• **Text shown**
* Begin *

This is a police procedural, but it's also about the nature of policing, about the gap between law and justice, the self and the state. Scholars of Gramsci will have a field day with it. This is a film that demands to be approached critically. The cues are obvious enough; Cristi argues with his wife (the excellent Irina Saulescu) about the meaning of a song, she advised him that he made a spelling mistake - the Romanian Academy now recognises "not any" as a negative pronomial adjective rather than a conjunction with an indefinite article - 'nici un' is a single word now. The revelations in Police, Adjective are organic, growing in the loam of what seems like tedium. Enough happens, enough is happening to make the wait worthwhile - more Silent Light than Putty Hill, all building to a decision, a closing line that's heartbreaking.

There are other moments that excel, an almost fractal depth to the characterisation - Corneliu Porumbiu's script is so dense that every word imparts a fragment of meaning; and watching the film subtitled, that textual depth is foregrounded. "Criminals say 'squealed' - we say 'denounced'", the implications of being bad at football, graffiti for Steaua Bucharest and the Chicago Bulls. It wouldn't work in English, it needs the rigidity of State control of language, the traces of State-control of everything - perhaps uniquely Romanian, but also universal.

* End *

• **Written problem**
Translate this sentence from the film review into French: "This is a film that demands to be approached critically."

• **Excerpted records**

* Begin *

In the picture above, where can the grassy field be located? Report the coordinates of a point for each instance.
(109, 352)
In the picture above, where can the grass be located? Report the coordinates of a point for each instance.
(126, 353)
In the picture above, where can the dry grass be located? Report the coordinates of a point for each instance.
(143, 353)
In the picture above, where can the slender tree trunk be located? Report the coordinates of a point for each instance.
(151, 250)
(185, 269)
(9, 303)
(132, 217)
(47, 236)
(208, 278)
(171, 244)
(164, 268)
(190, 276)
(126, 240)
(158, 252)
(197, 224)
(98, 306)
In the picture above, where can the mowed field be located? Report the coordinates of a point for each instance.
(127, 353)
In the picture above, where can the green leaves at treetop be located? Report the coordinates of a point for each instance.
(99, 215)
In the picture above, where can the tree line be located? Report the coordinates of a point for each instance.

* End *

• **Output for this task**
C'est un film qui exige d'être abordé de manière critique.